------ Supplied passage ------

Maybe I was ready to be “taken” when I arrived in Panama to study Spanish ….but I sure didn’t think I’d be living there within the year. After being “liberated” from a position I thought I’d be in forever or at least until retirement, I suddenly had the “gift of time.” So why not have an adventure, learn a language, see the world? Panama is where I started. I found an inexpensive Spanish school that offered a home-stay with a Panamanian family and booked the flight. Three short weeks later I was hooked on this small country. I went back home put my house on the market in June, it sold in July and I moved to Boquete in September.
Why Panama? The long and short of it is, I fell in love with the country and its people but it was Boquete that captured my soul. A 45 minute flight from Panama City brings you to a whole different world here in the Highlands; a beautiful respite from the torrid, tropical heat of the capital.
Boquete is surrounded by hills studded with the lush landscape kept green by all the rain, especially the soft afternoon mist. Where else do you find giant green pine trees, palm trees and cactus all together in one spot? They make up just part of the 60 shades of green, as do the coffee “fincas” or farms that dot the hills as they stand in the shadows of Volcan Baru, the extinct volcano that looms large above the town. While the hills are green there are explosions of color at every house with flowers everywhere – after all Boquete means bouquet.
85 degrees F for a high and an average of 65 degrees F at night is not a bad way to live – no heat or air conditioning needed but with 100 inches of rain a year, you do need an umbrella.
But if you’re wondering about the seduction part, this is how it happened:
I got up early one day and walked around town, I looked up to see the pink tinged mountains as the sun came over the volcano, it was stunning. Everyone I passed said “Buenas Dias” or just “buenas” – and everyone smiled when I answered them back in Spanish. Everyone! It was right then with this backdrop of lush, green beauty that I felt something whispering softly in my ear.
Then I met the Gringos or I should say the Giving Gringo’s because they never really stop giving. A nice climate AND giving, caring people? Yes! You see it’s not only the ferocious beauty of the river which runs through the town but the river of kindness that captures the heart of people who come here.
I don’t know anything about real estate or starting a business or stockpiling gold or silver, but I do know what I like and I like what I see.
The woman who became my landlady is an organizer of something called, “Bid 4Boquete,” a United Way type organization but with a stronger heart. Bid4Boquete supports 11 different agencies which vastly improve the lives of those they touch. And it makes Boquete one of the best places in the world to live.
I met a woman who knits hats for newborn infants, another who sews blankets and takes them to indigenous families in the hills. I know a former marine who brings school supplies and protein for the 9 children of a man who is a quadriplegic who lives on a hill with no road and no car and just a jerry-rigged sling to get him up and down the steep incline. I met a lot of people for whom Boquete means devoting a Sunday to the “Animales” clinic to spay and neuter hundreds of dogs and cats so they don’t starve to death. Or those who spend their Saturday’s at the Handicapped Foundation teaching English or giving massages or just helping out.
This is the kind of community where Bid4Boquete puts Gringos and Panamanians together donating goods and services all year long for its big auction that supplies the grant money that does so much for so many here. And so it was much more than the weather and the beautiful flowers that stole my soul and seduced me, it was the soft whisper that said, “This is a good place to live, no, a great place to live, and these are good people.” They seem to live by the old adage: “to those whom much has been given, much is expected.” I like that. And so, from Bid4Boquete to all its supported agencies and beyond, it is the open hearts that abound here that make this a vibrant, vital community I’m proud to call home.

------

Complete the following:
a - Extract from the passage about Boquete the part starting with "85 degrees F" and going on through "softly in my ear.".
b - Answer these questions from the passage about Boquete.
(i) How long is the flight from Panama City to Boquete?
(ii) How many inches of rain fall in Boquete in a year?
(iii) How many agencies does Bid4Boquete support?

------ Input data ------

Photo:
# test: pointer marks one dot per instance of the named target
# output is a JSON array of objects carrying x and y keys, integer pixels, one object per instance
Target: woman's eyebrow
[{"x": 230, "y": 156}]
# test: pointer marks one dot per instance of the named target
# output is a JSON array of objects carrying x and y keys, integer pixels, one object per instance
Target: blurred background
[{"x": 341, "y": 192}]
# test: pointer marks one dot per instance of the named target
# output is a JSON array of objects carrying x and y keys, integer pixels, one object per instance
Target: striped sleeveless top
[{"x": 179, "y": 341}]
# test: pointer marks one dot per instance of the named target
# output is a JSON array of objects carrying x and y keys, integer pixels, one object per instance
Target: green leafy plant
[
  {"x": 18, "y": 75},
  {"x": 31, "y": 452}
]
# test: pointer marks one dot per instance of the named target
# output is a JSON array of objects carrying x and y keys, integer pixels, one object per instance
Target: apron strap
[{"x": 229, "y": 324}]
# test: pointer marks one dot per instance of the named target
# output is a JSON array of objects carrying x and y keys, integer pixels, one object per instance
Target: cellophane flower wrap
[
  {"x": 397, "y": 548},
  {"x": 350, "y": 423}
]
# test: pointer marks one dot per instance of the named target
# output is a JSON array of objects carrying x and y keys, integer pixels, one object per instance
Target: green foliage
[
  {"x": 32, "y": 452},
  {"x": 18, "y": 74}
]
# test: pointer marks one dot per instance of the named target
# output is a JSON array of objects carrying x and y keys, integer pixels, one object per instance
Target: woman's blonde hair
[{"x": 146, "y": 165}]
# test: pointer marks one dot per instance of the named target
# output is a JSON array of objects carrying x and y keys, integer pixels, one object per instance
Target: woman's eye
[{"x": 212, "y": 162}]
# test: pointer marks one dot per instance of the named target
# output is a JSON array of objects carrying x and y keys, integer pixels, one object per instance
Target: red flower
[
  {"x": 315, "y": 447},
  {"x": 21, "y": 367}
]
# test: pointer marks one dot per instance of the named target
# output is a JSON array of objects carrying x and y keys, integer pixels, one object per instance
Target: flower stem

------

Activity answers:
a -
85 degrees F for a high and an average of 65 degrees F at night is not a bad way to live – no heat or air conditioning needed but with 100 inches of rain a year, you do need an umbrella.
But if you’re wondering about the seduction part, this is how it happened:
I got up early one day and walked around town, I looked up to see the pink tinged mountains as the sun came over the volcano, it was stunning. Everyone I passed said “Buenas Dias” or just “buenas” – and everyone smiled when I answered them back in Spanish. Everyone! It was right then with this backdrop of lush, green beauty that I felt something whispering softly in my ear.

b -
(i) 45 minutes
(ii) 100 inches
(iii) 11